## TASK GOAL:
Lift out each line of the data that holds "monkey".

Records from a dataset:
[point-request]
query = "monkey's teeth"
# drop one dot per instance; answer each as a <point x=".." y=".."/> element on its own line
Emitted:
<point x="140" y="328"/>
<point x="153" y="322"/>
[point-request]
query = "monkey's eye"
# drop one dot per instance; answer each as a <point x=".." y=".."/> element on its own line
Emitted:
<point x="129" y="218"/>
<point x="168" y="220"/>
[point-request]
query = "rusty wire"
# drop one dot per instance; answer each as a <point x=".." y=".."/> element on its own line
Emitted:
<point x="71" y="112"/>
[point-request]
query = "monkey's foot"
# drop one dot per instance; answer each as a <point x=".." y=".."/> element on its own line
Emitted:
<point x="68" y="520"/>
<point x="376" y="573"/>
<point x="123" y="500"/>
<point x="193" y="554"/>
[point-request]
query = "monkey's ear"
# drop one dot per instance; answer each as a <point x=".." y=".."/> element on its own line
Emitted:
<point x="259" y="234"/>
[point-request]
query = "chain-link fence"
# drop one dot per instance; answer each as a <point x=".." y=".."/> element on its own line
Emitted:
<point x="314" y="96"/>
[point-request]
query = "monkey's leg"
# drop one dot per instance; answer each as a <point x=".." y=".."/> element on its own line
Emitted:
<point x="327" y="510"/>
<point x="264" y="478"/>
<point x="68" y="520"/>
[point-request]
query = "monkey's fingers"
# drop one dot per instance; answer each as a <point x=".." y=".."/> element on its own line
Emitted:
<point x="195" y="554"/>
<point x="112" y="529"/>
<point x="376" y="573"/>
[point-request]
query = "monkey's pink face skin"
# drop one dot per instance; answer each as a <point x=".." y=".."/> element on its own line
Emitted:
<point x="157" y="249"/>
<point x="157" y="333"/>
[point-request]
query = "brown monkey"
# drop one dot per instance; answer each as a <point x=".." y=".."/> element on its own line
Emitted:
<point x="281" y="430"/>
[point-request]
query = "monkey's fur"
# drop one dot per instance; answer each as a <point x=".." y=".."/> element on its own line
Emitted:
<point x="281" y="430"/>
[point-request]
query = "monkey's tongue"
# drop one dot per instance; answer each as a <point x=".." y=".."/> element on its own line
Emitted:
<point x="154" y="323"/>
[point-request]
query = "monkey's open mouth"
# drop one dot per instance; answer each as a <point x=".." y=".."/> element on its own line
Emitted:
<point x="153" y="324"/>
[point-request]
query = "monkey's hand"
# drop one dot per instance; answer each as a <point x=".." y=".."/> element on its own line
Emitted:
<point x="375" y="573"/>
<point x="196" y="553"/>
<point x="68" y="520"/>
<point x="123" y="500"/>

## RESULT:
query = "monkey's teeth"
query = "monkey's eye"
query = "monkey's foot"
query = "monkey's ear"
query = "monkey's leg"
query = "monkey's fingers"
query = "monkey's pink face skin"
query = "brown monkey"
query = "monkey's fur"
query = "monkey's tongue"
query = "monkey's open mouth"
query = "monkey's hand"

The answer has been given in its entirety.